GIVEN PASSAGE ->
————

# Labeotropheus fuelleborni V.S. Labeotropheus trewavasae



## SpeedFreak (Mar 14, 2008)

Whats the real difference between these two species. They both seem to be very similar. Can someone thats had both break down some differences between them helping me decide which one I'd like to go with.
Thanks,
Shawn


----------



## why_spyder (Mar 2, 2006)

_Labeotropheus fuelleborni_ have a deeper body (from belly to dorsal) than the Lab. trewavasae species.

From my experience, _Lab. trewavasae_ are more aggressive towards conspecifics and contraspeciifics. _Lab. fuelleborni_ are a bit more gentle, but can still get rambunctious.


----------



## SpeedFreak (Mar 14, 2008)

why_spyder said:


> _Labeotropheus fuelleborni_ have a deeper body (from belly to dorsal) than the Lab. trewavasae species.
> 
> From my experience, _Lab. trewavasae_ are more aggressive towards conspecifics and contraspeciifics. _Lab. fuelleborni_ are a bit more gentle, but can still get rambunctious.


As far as looks go the males have the blue bodies with the orange dorsal fin and the females are easy to get in OB correct? I just want the orange to add another color to the tank. I would like to add some red but I don't know what I could add that couldn't possibly breed with my yellow labs to give me hybrids. I was told the red zebras are out of the question. :roll:


----------



## why_spyder (Mar 2, 2006)

SpeedFreak said:


> As far as looks go the males have the blue bodies with the orange dorsal fin and the females are easy to get in OB correct?


That is just one of the many geographical variant color combinations. Zimbawe Rocks location has that combination, but so does a couple others. There is also all blue males, blue/orange body males, orange/blue body males, etc., etc.


----------



## bulldogg7 (Mar 3, 2003)

fuelleborni males also come in OB


----------



## cichlidaholic (Dec 7, 2005)

I've had the same experience as why_spyder with these. My trewavasae males were terrors, my fuelleborni males weren't so bad.


----------



## SpeedFreak (Mar 14, 2008)

Smaller is better since it will most likely be the dominant fish in the tank Let me know if you can help or if you know anyone...lol

in the last week i've been to every major fish store in my area and none of them have them.


----------



## kingdave (Mar 9, 2007)

If you are willing to travel to Northern Virginia, I know where you can get some Trewavasae.


----------



## Dave (Feb 9, 2003)

Please keep the trade/sale offers to PMs.


----------



## CichlidMan81 (Oct 24, 2006)

I have a 4.2 ratio in my 120 with other adult mbunas and my Mpanga Red males get along fine and there adults too. Been in the tank together for almost 3 months now.


----------



## SpeedFreak (Mar 14, 2008)

————

RECORD EXCERPTS ->
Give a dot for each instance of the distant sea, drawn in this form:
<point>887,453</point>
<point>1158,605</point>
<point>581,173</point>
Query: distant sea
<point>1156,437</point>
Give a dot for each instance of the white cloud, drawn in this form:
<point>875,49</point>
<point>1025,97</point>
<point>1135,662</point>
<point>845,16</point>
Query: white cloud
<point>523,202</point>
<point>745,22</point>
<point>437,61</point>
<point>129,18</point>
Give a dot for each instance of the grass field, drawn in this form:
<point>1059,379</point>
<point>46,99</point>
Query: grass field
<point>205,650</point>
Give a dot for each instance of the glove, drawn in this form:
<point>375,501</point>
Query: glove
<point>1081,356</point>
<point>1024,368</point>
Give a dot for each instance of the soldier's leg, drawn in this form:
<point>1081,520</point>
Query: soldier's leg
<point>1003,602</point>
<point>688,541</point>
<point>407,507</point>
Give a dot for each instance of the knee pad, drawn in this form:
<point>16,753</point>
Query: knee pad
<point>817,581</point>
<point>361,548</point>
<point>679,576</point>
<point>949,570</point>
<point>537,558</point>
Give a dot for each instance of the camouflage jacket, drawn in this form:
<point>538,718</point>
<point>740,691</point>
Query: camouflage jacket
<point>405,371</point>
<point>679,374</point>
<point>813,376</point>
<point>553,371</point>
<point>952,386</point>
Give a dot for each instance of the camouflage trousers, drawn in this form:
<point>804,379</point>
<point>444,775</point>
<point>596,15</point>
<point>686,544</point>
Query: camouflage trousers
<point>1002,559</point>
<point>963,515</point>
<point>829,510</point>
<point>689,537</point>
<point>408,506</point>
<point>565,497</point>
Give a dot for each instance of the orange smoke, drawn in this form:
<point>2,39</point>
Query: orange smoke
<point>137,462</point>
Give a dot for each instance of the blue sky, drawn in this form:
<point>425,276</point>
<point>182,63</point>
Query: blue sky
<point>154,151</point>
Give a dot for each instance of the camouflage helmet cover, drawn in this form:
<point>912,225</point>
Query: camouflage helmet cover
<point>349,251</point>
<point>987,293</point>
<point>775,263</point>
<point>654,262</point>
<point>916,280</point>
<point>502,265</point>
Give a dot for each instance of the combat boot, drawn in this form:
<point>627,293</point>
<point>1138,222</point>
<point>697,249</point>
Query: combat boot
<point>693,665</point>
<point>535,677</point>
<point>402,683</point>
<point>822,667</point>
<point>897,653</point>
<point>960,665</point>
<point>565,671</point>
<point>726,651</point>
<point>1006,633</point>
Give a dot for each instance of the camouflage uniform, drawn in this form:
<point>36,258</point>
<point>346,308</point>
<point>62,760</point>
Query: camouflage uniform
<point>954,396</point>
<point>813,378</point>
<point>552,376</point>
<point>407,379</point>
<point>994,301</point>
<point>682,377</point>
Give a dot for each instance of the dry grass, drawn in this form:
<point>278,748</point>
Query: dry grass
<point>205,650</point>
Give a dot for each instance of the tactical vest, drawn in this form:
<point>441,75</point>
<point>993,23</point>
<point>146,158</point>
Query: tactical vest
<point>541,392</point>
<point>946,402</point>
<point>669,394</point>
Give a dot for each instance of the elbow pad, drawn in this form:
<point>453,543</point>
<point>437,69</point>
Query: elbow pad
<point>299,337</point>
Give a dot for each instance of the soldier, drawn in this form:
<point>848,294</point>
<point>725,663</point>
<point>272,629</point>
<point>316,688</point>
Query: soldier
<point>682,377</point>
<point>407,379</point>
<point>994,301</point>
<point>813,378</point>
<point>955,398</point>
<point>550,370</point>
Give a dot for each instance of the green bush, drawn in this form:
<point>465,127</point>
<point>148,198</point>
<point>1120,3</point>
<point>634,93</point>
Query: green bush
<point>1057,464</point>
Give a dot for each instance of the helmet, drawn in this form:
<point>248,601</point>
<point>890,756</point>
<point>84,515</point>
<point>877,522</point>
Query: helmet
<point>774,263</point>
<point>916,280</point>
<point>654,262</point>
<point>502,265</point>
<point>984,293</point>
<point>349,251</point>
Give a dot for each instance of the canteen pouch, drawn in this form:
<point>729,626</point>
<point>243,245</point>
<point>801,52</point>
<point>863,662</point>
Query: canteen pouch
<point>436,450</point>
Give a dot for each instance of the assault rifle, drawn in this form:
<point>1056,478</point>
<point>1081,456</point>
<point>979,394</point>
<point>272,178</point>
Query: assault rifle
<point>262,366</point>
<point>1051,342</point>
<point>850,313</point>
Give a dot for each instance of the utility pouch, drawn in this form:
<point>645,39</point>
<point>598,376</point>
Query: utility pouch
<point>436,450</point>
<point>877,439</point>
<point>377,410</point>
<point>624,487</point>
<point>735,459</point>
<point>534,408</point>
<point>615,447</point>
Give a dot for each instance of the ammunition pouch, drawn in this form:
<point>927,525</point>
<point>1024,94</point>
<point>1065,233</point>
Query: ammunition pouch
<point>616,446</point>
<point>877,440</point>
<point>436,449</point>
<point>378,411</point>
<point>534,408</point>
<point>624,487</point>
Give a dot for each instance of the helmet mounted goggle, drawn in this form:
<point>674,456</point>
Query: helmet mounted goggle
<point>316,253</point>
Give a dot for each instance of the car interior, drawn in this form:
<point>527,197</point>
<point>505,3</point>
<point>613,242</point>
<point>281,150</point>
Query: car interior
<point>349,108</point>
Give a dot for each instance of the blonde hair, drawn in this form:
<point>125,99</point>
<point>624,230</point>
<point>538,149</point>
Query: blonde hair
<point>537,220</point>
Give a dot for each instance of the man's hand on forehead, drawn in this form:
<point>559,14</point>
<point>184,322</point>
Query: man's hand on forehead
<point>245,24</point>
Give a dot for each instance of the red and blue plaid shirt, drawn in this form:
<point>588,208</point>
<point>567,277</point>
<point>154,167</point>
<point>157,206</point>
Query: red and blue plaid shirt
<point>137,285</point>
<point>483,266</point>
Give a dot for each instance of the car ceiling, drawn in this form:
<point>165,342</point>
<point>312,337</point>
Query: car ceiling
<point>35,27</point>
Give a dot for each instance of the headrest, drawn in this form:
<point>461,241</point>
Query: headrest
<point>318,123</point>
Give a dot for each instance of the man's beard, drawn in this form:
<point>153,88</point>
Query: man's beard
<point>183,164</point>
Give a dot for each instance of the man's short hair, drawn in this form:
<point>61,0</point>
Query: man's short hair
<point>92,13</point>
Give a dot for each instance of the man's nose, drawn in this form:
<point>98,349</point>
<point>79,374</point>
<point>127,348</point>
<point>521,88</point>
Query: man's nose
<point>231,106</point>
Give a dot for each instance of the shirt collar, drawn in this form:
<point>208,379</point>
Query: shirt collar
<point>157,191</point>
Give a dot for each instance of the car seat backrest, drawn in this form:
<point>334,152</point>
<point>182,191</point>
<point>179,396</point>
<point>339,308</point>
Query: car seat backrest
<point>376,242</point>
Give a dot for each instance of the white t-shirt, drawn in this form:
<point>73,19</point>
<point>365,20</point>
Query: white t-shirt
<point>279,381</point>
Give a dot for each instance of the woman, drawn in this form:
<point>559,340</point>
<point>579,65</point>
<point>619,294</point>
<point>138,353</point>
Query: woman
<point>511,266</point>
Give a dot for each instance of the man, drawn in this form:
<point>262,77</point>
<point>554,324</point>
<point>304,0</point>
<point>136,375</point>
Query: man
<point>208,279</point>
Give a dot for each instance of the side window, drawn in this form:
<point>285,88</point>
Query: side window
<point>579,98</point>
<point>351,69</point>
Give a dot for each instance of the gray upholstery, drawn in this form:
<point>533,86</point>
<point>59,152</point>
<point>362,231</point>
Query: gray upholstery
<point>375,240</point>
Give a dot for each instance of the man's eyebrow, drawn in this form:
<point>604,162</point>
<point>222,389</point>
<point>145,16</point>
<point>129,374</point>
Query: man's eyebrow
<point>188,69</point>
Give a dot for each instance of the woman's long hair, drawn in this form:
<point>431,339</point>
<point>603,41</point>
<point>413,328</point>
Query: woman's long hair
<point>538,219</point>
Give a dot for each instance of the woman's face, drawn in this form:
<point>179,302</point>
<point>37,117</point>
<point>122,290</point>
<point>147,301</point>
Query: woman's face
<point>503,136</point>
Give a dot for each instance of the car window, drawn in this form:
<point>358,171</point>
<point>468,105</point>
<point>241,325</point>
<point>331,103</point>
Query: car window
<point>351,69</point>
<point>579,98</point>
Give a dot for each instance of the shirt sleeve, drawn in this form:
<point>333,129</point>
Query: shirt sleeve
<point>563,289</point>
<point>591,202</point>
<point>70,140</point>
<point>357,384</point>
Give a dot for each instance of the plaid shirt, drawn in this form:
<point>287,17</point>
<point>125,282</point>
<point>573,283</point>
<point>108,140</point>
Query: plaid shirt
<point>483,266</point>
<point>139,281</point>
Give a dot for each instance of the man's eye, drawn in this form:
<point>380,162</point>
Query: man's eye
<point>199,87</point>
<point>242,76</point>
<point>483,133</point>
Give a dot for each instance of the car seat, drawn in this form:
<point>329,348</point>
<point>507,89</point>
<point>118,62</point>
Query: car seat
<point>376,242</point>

————

WORK TO DO ->
a) In the forum thread, which of the two species is said to have the deeper body, measured from belly to dorsal?
b) Copy the lines of the entries verbatim, beginning at the line that contains "Give a dot for each instance of the camouflage uniform, drawn" and ending at the line that contains "<point>299,337</point>", with both of those lines included.

SOLUTIONS FOR EACH TASK ->
a) Labeotropheus fuelleborni has the deeper body.

b)
Give a dot for each instance of the camouflage uniform, drawn in this form:
<point>36,258</point>
<point>346,308</point>
<point>62,760</point>
Query: camouflage uniform
<point>954,396</point>
<point>813,378</point>
<point>552,376</point>
<point>407,379</point>
<point>994,301</point>
<point>682,377</point>
Give a dot for each instance of the dry grass, drawn in this form:
<point>278,748</point>
Query: dry grass
<point>205,650</point>
Give a dot for each instance of the tactical vest, drawn in this form:
<point>441,75</point>
<point>993,23</point>
<point>146,158</point>
Query: tactical vest
<point>541,392</point>
<point>946,402</point>
<point>669,394</point>
Give a dot for each instance of the elbow pad, drawn in this form:
<point>453,543</point>
<point>437,69</point>
Query: elbow pad
<point>299,337</point>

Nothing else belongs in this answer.